What you need to do:
An exact reprint of the whole listing is what the answer must contain.

::: Exercise data :::

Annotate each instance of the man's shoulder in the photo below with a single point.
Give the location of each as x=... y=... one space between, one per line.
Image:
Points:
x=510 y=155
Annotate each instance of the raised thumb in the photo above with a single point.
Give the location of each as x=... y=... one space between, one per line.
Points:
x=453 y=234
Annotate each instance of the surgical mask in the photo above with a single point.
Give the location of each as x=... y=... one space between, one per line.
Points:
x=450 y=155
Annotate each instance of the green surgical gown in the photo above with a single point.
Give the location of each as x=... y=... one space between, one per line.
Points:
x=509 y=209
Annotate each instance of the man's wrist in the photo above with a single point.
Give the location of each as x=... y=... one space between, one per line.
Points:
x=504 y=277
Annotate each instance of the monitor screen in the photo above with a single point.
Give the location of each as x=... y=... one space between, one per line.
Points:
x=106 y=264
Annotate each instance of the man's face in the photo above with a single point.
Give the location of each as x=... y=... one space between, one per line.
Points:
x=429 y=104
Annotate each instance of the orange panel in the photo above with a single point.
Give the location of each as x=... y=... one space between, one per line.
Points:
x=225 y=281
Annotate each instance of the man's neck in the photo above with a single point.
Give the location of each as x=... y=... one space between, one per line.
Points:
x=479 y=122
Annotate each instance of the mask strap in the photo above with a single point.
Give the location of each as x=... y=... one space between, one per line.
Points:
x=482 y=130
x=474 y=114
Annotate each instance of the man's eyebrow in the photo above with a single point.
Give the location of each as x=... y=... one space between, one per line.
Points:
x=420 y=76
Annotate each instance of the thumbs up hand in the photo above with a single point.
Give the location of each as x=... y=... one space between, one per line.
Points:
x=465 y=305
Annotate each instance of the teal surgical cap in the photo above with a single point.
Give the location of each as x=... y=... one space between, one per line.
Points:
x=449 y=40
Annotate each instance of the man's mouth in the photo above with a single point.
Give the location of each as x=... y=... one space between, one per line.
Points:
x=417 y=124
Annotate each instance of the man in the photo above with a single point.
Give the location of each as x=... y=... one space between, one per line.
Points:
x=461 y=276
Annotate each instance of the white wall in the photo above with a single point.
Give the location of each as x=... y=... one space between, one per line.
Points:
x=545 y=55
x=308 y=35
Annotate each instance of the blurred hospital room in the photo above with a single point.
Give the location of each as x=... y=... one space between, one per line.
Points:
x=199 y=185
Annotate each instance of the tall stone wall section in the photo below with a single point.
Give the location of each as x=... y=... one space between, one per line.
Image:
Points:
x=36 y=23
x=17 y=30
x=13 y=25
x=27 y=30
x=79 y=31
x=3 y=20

:::

Task answer:
Annotate each instance of the man's shoulder in the photo below with a single point.
Give the location of each as x=... y=... one space between, one per line.
Image:
Points:
x=510 y=155
Annotate each instance of the raised thumb in the photo above with a single point.
Give the location of each as x=... y=... one space between, one per line.
Points:
x=453 y=234
Annotate each instance of the surgical mask in the photo above with a single point.
Give the location of each as x=... y=... one space between, one per line.
Points:
x=450 y=155
Annotate each instance of the green surgical gown in the photo above with a single point.
Give the location of each as x=... y=... one space between, one per line.
Points:
x=509 y=209
Annotate each instance of the man's wrist in the photo above with a single point.
Give the location of each as x=... y=... one space between, one per line.
Points:
x=504 y=277
Annotate each instance of the monitor screen in the photo above with a single point.
Give the location of each as x=... y=... one space between, one per line.
Points:
x=106 y=264
Annotate each instance of the man's face in the photo above with a single point.
Give the location of each as x=... y=... one space between, one per line.
Points:
x=429 y=104
Annotate each instance of the orange panel in the photo above with a single point.
Give the location of each as x=... y=... one space between, one per line.
Points:
x=225 y=281
Annotate each instance of the man's neck in the photo above with a single point.
Give the location of each as x=... y=... one space between, one per line.
Points:
x=479 y=122
Annotate each instance of the mask strap in the photo above with a single point.
Give the location of each as x=... y=... one space between, one per line.
Points:
x=482 y=130
x=474 y=114
Annotate each instance of the man's eyebrow in the photo above with a single point.
Give the location of each as x=... y=... one space between, one per line.
Points:
x=420 y=76
Annotate each instance of the thumbs up hand in the photo above with a single point.
Give the location of each as x=... y=... one space between, one per line.
Points:
x=465 y=305
Annotate each instance of the teal surgical cap in the photo above with a single point.
Give the location of each as x=... y=... one space between, one per line.
Points:
x=449 y=40
Annotate each instance of the man's mouth in the photo above with a single point.
Give the location of each as x=... y=... one space between, one per line.
Points:
x=417 y=124
Annotate each instance of the man in the photo above with a single point.
Give the location of each as x=... y=... one space between, one per line.
Points:
x=461 y=276
Annotate each instance of the white wall in the photo above with a single point.
Give the location of each as x=... y=... one space between, one per line.
Points:
x=545 y=55
x=308 y=35
Annotate each instance of the blurred hospital room in the photo above with a single point.
Give the location of each as x=... y=... one space between, one per line.
Points:
x=199 y=185
Annotate each instance of the tall stone wall section in the photo below with a single point.
Give the location of each as x=... y=... one space between, one per line.
Image:
Points:
x=36 y=23
x=17 y=30
x=13 y=25
x=27 y=30
x=79 y=31
x=3 y=20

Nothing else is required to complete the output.